> [Required work]: Write out each entry, exactly the way it appears.

Top of Data for this task

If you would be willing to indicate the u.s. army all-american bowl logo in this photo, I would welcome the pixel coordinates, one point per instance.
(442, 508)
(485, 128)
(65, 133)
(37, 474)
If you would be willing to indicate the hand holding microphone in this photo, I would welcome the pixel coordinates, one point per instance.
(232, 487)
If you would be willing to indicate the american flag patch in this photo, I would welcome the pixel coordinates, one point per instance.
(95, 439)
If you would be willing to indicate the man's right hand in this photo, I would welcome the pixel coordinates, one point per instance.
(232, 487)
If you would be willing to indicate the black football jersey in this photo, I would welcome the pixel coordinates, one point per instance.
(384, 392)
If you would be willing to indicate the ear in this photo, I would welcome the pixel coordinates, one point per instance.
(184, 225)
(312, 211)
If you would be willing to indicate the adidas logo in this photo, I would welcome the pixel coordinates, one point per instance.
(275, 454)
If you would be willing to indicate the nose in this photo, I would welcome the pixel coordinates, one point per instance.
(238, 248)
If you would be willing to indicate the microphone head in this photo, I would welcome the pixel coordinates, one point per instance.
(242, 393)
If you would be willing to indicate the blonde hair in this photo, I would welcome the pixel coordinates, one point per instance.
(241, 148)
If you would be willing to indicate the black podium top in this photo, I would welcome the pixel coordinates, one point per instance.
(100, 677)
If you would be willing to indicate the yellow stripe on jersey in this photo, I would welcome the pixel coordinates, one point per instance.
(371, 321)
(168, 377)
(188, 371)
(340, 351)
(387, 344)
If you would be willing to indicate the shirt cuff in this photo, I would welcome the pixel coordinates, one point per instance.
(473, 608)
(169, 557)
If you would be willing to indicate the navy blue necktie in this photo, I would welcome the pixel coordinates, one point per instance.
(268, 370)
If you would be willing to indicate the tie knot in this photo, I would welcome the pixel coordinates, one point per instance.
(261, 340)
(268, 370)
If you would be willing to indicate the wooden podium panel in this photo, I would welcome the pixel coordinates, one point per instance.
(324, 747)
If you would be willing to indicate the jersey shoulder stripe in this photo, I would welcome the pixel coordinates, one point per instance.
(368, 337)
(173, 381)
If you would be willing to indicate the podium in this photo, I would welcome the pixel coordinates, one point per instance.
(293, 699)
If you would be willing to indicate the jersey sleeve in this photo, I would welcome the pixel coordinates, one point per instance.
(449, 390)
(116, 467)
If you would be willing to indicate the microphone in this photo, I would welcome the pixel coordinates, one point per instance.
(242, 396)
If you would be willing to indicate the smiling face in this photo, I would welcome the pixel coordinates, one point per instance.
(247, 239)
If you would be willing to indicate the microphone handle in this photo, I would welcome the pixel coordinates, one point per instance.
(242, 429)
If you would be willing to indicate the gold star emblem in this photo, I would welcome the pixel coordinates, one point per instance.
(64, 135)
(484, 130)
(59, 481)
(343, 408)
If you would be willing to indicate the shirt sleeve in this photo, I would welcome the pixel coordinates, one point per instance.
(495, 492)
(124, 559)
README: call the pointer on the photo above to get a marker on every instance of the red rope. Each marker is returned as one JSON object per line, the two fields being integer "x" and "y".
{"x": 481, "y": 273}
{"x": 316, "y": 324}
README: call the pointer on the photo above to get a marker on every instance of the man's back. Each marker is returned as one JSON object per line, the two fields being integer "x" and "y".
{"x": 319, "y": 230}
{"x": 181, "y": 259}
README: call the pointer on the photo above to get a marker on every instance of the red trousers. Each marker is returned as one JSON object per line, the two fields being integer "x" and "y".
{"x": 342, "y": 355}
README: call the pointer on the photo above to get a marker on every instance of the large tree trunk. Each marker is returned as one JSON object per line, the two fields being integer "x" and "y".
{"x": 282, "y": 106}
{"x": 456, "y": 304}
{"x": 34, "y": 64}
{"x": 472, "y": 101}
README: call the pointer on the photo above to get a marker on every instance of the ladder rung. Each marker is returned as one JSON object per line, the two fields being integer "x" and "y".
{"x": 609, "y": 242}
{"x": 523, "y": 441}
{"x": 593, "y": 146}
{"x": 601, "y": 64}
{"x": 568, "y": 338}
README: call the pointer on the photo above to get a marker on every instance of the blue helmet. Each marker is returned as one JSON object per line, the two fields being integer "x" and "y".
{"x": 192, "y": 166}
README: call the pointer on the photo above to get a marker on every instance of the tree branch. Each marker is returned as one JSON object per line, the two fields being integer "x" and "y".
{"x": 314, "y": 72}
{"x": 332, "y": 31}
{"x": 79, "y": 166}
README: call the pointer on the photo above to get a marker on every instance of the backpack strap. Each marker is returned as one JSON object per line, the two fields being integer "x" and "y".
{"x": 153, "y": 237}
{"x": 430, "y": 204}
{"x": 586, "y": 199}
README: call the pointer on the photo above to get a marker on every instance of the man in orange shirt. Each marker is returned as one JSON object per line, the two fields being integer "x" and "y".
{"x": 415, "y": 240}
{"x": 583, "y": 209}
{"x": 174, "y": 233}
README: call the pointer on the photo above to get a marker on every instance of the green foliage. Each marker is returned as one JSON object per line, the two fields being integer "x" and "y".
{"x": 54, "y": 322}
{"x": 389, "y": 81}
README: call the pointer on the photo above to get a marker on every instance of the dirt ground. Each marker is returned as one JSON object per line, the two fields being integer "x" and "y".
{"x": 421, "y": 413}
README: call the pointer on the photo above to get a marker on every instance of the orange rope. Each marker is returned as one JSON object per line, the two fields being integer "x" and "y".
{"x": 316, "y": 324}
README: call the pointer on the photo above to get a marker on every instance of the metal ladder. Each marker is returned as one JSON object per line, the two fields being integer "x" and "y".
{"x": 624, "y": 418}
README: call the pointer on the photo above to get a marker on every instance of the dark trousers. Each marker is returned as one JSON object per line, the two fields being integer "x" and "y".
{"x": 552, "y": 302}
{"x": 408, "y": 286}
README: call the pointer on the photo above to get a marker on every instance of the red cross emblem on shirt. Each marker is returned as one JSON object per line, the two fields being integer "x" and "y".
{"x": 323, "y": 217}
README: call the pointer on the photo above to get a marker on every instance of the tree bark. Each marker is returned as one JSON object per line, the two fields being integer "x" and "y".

Bottom of Data for this task

> [Your response]:
If you would be willing to indicate the u.s. army all-american bowl logo in this photo, I would welcome the pixel coordinates, one point per instance.
(442, 508)
(485, 128)
(65, 133)
(37, 474)
If you would be willing to indicate the hand holding microphone in this photo, I would welcome the pixel coordinates, one point per instance.
(232, 487)
If you would be willing to indicate the american flag patch in this photo, I would welcome the pixel coordinates, one point per instance.
(95, 439)
If you would be willing to indicate the man's right hand in this photo, I would welcome the pixel coordinates, one point per instance.
(232, 487)
If you would be willing to indicate the black football jersey in this photo, I would welcome the pixel coordinates, one point per instance.
(384, 392)
If you would be willing to indicate the ear in this photo, I would welcome the pixel coordinates, one point per instance.
(184, 225)
(312, 211)
If you would be willing to indicate the adidas logo in this photo, I would welcome the pixel coordinates, one point per instance.
(275, 454)
If you would be willing to indicate the nose in this photo, I would welcome the pixel coordinates, one point per instance.
(238, 248)
If you would be willing to indicate the microphone head in this photo, I would welcome the pixel coordinates, one point per instance.
(242, 393)
If you would be willing to indicate the blonde hair in this photo, I would welcome the pixel coordinates, one point per instance.
(241, 148)
If you would be willing to indicate the black podium top in this photo, I would welcome the pixel coordinates, one point per instance.
(100, 677)
If you would be willing to indicate the yellow stripe on jersey in this photo, I would welcome the pixel coordinates, one point per instance.
(371, 321)
(168, 377)
(188, 371)
(340, 351)
(387, 344)
If you would be willing to indicate the shirt cuff in this photo, I would welcome the pixel coordinates, one point per instance.
(473, 608)
(169, 557)
If you would be willing to indicate the navy blue necktie in this photo, I would welcome the pixel coordinates, one point per instance.
(268, 370)
If you would be willing to indicate the tie knot in this photo, I would welcome the pixel coordinates, one point per instance.
(261, 340)
(268, 370)
If you would be willing to indicate the wooden podium panel in this photo, I would welcome the pixel coordinates, one point per instance.
(324, 747)
If you would be willing to indicate the jersey shoulder stripe in this photo, I would welcome the pixel coordinates, one point per instance.
(368, 337)
(173, 381)
If you would be willing to indicate the podium in this photo, I would welcome the pixel coordinates, one point per instance.
(293, 699)
If you would be willing to indicate the jersey sleeve in this photo, I would welcome the pixel coordinates, one point per instance.
(449, 390)
(116, 467)
If you would be willing to indicate the microphone in this photo, I would welcome the pixel coordinates, one point per instance.
(242, 396)
If you would be willing to indicate the smiling face in this photo, I would welcome the pixel coordinates, one point per instance.
(247, 239)
If you would be willing to indicate the microphone handle in this photo, I would welcome the pixel coordinates, one point per instance.
(242, 429)
If you would be willing to indicate the gold star emblem in this photo, I would welcome the pixel coordinates, one point per instance.
(64, 135)
(484, 130)
(59, 481)
(343, 408)
If you would be willing to indicate the shirt sleeve in this photo, I would welcome the pixel coordinates, one point per instance.
(495, 492)
(124, 559)
README: call the pointer on the photo above to get a marker on every instance of the red rope. Each marker is returned as one JSON object per line, the two fields being integer "x" and "y".
{"x": 481, "y": 273}
{"x": 316, "y": 324}
README: call the pointer on the photo above to get a marker on every instance of the man's back. Each marker is returned as one JSON object per line, the two fields being integer "x" and "y".
{"x": 319, "y": 230}
{"x": 181, "y": 259}
README: call the pointer on the photo above to get a marker on every instance of the red trousers. Each marker is returned as one JSON object per line, the two fields being integer "x" and "y".
{"x": 342, "y": 355}
README: call the pointer on the photo above to get a marker on every instance of the large tree trunk. Each marker is returned as one JSON object per line, the two fields being integer "x" and "y".
{"x": 282, "y": 106}
{"x": 456, "y": 304}
{"x": 34, "y": 64}
{"x": 472, "y": 101}
README: call the pointer on the photo above to get a marker on every instance of the ladder rung. Each marker is returned as one JSON object per line, the two fields being integer "x" and "y".
{"x": 609, "y": 242}
{"x": 523, "y": 441}
{"x": 593, "y": 146}
{"x": 601, "y": 64}
{"x": 568, "y": 338}
README: call the pointer on the photo above to get a marker on every instance of the blue helmet. Each marker is returned as one JSON object per line, the two fields being integer "x" and "y".
{"x": 192, "y": 166}
README: call the pointer on the photo above to get a marker on every instance of the tree branch. Each marker is returned as one JSON object per line, the two fields being integer "x" and "y".
{"x": 314, "y": 72}
{"x": 332, "y": 31}
{"x": 79, "y": 166}
README: call the pointer on the photo above to get a marker on every instance of the backpack strap. Each marker is returned as one JSON object per line, the two fields being integer "x" and "y".
{"x": 153, "y": 237}
{"x": 430, "y": 204}
{"x": 586, "y": 199}
README: call the pointer on the photo above to get a marker on every instance of the man in orange shirt. Each marker is returned as one JSON object per line, the two fields being integer "x" and "y".
{"x": 415, "y": 240}
{"x": 583, "y": 209}
{"x": 174, "y": 233}
README: call the pointer on the photo above to get a marker on every instance of the green foliage. Each marker is returned as one JSON object per line, the two fields being integer "x" and "y".
{"x": 54, "y": 322}
{"x": 389, "y": 81}
README: call the pointer on the photo above to get a marker on every instance of the dirt ground. Each marker is returned as one JSON object per line, the two fields being integer "x" and "y".
{"x": 421, "y": 413}
README: call the pointer on the photo above to get a marker on every instance of the orange rope. Each marker is returned as one JSON object per line, the two fields being integer "x" and "y".
{"x": 316, "y": 324}
README: call the pointer on the photo above to get a marker on every instance of the metal ladder. Each marker is returned as one JSON object per line, the two fields being integer "x" and "y".
{"x": 624, "y": 418}
README: call the pointer on the photo above to get a marker on every instance of the dark trousers. Each marker is returned as one JSON object per line, the two fields being integer "x" and "y".
{"x": 552, "y": 302}
{"x": 408, "y": 286}
README: call the pointer on the photo above to get a marker on every instance of the red cross emblem on shirt. Each marker is returned as one JSON object per line, the two fields being integer "x" and "y".
{"x": 323, "y": 217}
README: call the pointer on the photo above to get a marker on every instance of the tree bark. Each marker is returned as one JSON object per line, the two fields being integer "x" and "y".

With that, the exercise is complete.